## PROBLEM DETAILS
Each entry below is to be copied verbatim, with no line missing.

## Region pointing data
----
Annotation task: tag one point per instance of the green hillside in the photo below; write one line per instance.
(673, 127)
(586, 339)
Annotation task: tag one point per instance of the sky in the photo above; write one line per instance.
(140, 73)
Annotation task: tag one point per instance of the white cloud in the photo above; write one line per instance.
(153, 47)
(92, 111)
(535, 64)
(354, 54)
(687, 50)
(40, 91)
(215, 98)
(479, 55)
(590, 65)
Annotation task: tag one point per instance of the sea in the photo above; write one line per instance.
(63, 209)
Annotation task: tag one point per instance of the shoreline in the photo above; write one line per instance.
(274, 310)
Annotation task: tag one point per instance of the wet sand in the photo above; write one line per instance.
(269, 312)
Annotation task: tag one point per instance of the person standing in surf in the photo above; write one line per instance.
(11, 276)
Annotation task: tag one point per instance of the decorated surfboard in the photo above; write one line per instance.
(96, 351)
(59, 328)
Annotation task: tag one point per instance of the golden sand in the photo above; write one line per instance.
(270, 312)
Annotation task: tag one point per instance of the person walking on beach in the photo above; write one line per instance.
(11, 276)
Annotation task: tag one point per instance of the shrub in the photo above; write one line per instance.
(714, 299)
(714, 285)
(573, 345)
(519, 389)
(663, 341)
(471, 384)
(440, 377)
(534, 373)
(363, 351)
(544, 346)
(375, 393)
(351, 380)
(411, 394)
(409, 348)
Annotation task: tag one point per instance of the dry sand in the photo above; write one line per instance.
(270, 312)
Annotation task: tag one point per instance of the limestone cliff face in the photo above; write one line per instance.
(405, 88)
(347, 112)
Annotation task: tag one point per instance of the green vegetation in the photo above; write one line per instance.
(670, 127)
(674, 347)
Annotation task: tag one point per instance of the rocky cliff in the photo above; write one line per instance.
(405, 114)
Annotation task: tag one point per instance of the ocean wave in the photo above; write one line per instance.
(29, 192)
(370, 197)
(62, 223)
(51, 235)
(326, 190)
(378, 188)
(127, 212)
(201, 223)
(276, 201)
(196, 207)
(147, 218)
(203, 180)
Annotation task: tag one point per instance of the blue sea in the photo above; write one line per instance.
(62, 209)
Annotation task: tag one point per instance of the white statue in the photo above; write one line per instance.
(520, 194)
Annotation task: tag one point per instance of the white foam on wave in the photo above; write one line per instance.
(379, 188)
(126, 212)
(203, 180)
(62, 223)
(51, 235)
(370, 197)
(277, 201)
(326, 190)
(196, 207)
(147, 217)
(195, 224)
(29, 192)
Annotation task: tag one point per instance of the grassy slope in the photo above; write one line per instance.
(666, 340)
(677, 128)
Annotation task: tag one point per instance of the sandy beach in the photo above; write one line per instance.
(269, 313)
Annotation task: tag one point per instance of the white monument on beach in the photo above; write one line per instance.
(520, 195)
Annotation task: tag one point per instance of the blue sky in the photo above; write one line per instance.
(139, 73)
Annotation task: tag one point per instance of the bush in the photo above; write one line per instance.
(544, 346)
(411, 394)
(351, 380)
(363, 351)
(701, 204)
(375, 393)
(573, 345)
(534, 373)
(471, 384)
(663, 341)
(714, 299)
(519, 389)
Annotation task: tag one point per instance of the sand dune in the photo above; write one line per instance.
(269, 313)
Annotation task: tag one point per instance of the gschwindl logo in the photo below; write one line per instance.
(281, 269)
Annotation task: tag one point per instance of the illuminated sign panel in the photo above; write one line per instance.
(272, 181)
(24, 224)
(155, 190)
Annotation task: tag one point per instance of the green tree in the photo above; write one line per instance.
----
## RESPONSE TO THIS TASK
Annotation task: tag one point per instance of the green hillside in the photo below; write one line per instance.
(673, 127)
(586, 339)
Annotation task: tag one point per instance of the sky in the photo above; write one line per instance.
(140, 73)
Annotation task: tag one point per instance of the white cloud in the photo above; write one line per instance.
(153, 47)
(92, 111)
(535, 64)
(354, 54)
(687, 50)
(40, 91)
(215, 98)
(479, 55)
(590, 65)
Annotation task: tag one point per instance of the sea in the photo above; write one line per instance.
(63, 209)
Annotation task: tag one point per instance of the shoreline in the photo above; write one line per instance.
(274, 310)
Annotation task: tag one point per instance of the wet sand in the photo above; write one line per instance.
(269, 312)
Annotation task: tag one point per instance of the person standing in surf in the photo above; write one line per instance.
(11, 276)
Annotation task: tag one point per instance of the decorated surfboard in the photo above; write one line per instance.
(96, 351)
(59, 328)
Annotation task: tag one point per instance of the golden sand in the photo above; write one line per instance.
(270, 312)
Annotation task: tag one point per instance of the person walking on beach in the photo above; write one line per instance.
(11, 276)
Annotation task: tag one point per instance of the shrub in the photo above; write one line per instance.
(714, 299)
(714, 285)
(573, 345)
(519, 389)
(663, 341)
(471, 384)
(440, 377)
(534, 373)
(363, 351)
(544, 346)
(375, 393)
(351, 380)
(411, 394)
(409, 348)
Annotation task: tag one point per instance of the dry sand in the photo above; write one line per instance.
(270, 312)
Annotation task: tag one point per instance of the limestone cliff face in the photo above; write one line per instance.
(405, 88)
(347, 112)
Annotation task: tag one point per instance of the green vegetation in the photo above; write one line per instance.
(670, 127)
(674, 347)
Annotation task: tag one point per instance of the rocky cliff in the photo above; write one line per instance.
(405, 114)
Annotation task: tag one point per instance of the ocean wave in the photo above; write one line per instance.
(29, 192)
(370, 197)
(62, 223)
(51, 235)
(326, 190)
(378, 188)
(127, 212)
(201, 223)
(276, 201)
(196, 207)
(147, 218)
(203, 180)
Annotation task: tag one point per instance of the blue sea in the photo above; write one line per instance.
(62, 209)
Annotation task: tag one point per instance of the white statue in the photo above; write one line per instance.
(520, 194)
Annotation task: tag one point per instance of the white foam on wave in the photo above; write one line per instance.
(379, 188)
(126, 212)
(203, 180)
(62, 223)
(51, 235)
(370, 197)
(277, 201)
(326, 190)
(196, 207)
(147, 217)
(195, 224)
(29, 192)
Annotation task: tag one point per instance of the grassy slope in the photo above; write one line per instance.
(666, 340)
(677, 128)
Annotation task: tag one point per instance of the sandy beach in the photo above; write one line per instance.
(269, 313)
Annotation task: tag one point per instance of the white monument on beach in the photo above; write one line per instance.
(520, 195)
Annotation task: tag one point per instance of the blue sky in the photo above; write one line per instance.
(139, 73)
Annotation task: tag one point per instance of the bush in the photo above; write one line per instance.
(544, 346)
(411, 394)
(351, 380)
(363, 351)
(701, 204)
(375, 393)
(573, 345)
(534, 373)
(471, 384)
(663, 341)
(714, 299)
(519, 389)
Annotation task: tag one point per instance of the sand dune in the photo above; write one line per instance.
(269, 313)
Annotation task: tag one point per instance of the gschwindl logo in the photo below; write one line per instance.
(281, 269)
Annotation task: tag one point per instance of the illuminated sign panel in the photo above; write one line per instance.
(272, 181)
(24, 224)
(155, 190)
Annotation task: tag one point per instance of the green tree in the photo above; write one line per instance.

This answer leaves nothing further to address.